* **원문 발췌**:

# Setting

In [1]:
import torch
import torch.nn as nn
import torch.nn.functional as F
from torch.utils.data import Dataset
from torch.utils.data import DataLoader
from torchtext import data, datasets
from torchtext.vocab import Vectors
from torchtext.data import TabularDataset
from torchtext.data import Iterator
from konlpy.tag import Mecab

import sklearn.metrics as metrics
import pandas as pd
import numpy as np
import gensim
import random
import os
import warnings
warnings.filterwarnings(action='ignore')

# 각종 전역변수들
data_path = 'data\\korean-hate-speech\\labeled'
path_train_data = 'data\\korean-hate-speech\\labeled\\train.tsv'
path_dev_data = 'data\\korean-hate-speech\\labeled\\dev.tsv'
BATCH_SIZE = 256
HIDDEN_DIM = 256
NUM_LSTM_LAYER = 2
n_classes = 3
learning_rate = 0.01
MAX_LEN = 80

# 시드 고정
SEED = 5
random.seed(SEED)
torch.manual_seed(SEED)

# CUDA setting 확인
USE_CUDA = torch.cuda.is_available()
DEVICE = torch.device("cuda" if USE_CUDA else "cpu")
print("cpu와 cuda 중 다음 기기로 학습함:", DEVICE)
DEVICE = 'cpu'

cpu와 cuda 중 다음 기기로 학습함: cuda


# Torchtext dataset 작성

## Torchtext를 이용한 전처리

gensim word2vec_kor를 불러내서 torch에서 이용

In [2]:
def preprocess_label(label, only_hate=False):
    if only_hate is True:
        label_matching = {'none':0, 'offensive':1, 'hate':1}
    else:
        label_matching = {'none':0, 'offensive':1, 'hate':2}
    
    return label_matching[label]

def preprocess_bias(bias):
    label_matching = {'none':0, 'others':1, 'gender':2}
    
    return label_matching[bias]

def process_words(x):
    words = []
    for word in x:
        char = []
        for character in word:
            char.append(character)
        words.append(char)
    #print(x, len(x), char, words)
    return words

### 필드 정의

In [3]:
tokenizer = Mecab('C:\mecab\mecab-ko-dic')

# comments, hate 만 사용할 거임
comments = data.Field(sequential=True,
                      use_vocab=True,
                      tokenize=tokenizer.morphs,
                      lower=True,
                      batch_first=True, 
                      fix_length = MAX_LEN)

comments_char = data.Field(sequential=True,
                           use_vocab=True,
                           tokenize=tokenizer.morphs,
                           lower=True,
                           batch_first=True, 
                           fix_length = MAX_LEN,
                           preprocessing=lambda x:process_words(x))

* **짧은 과제**: 위 원문 발췌에서 "return label_matching[bias]"로 시작하여 "words.append(char)"로 끝나는 부분을 한 글자도 바꾸지 말고 그대로 다시 적으십시오. 이어지는 항목은 위 원문 발췌와는 다른 출처에서 수집되었습니다.

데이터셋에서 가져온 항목
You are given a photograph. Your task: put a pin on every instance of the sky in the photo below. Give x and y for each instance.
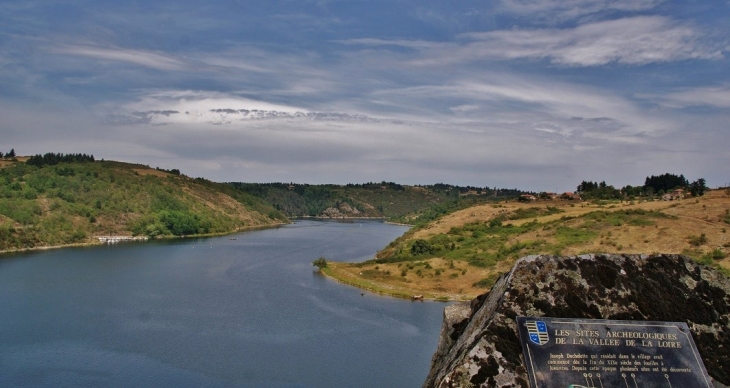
(537, 95)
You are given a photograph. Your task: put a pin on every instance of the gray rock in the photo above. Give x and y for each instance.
(482, 349)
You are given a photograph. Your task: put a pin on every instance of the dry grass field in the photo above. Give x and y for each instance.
(696, 227)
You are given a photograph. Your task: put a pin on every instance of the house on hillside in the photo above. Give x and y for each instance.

* **풀이**:
return label_matching[bias]

def process_words(x):
    words = []
    for word in x:
        char = []
        for character in word:
            char.append(character)
        words.append(char)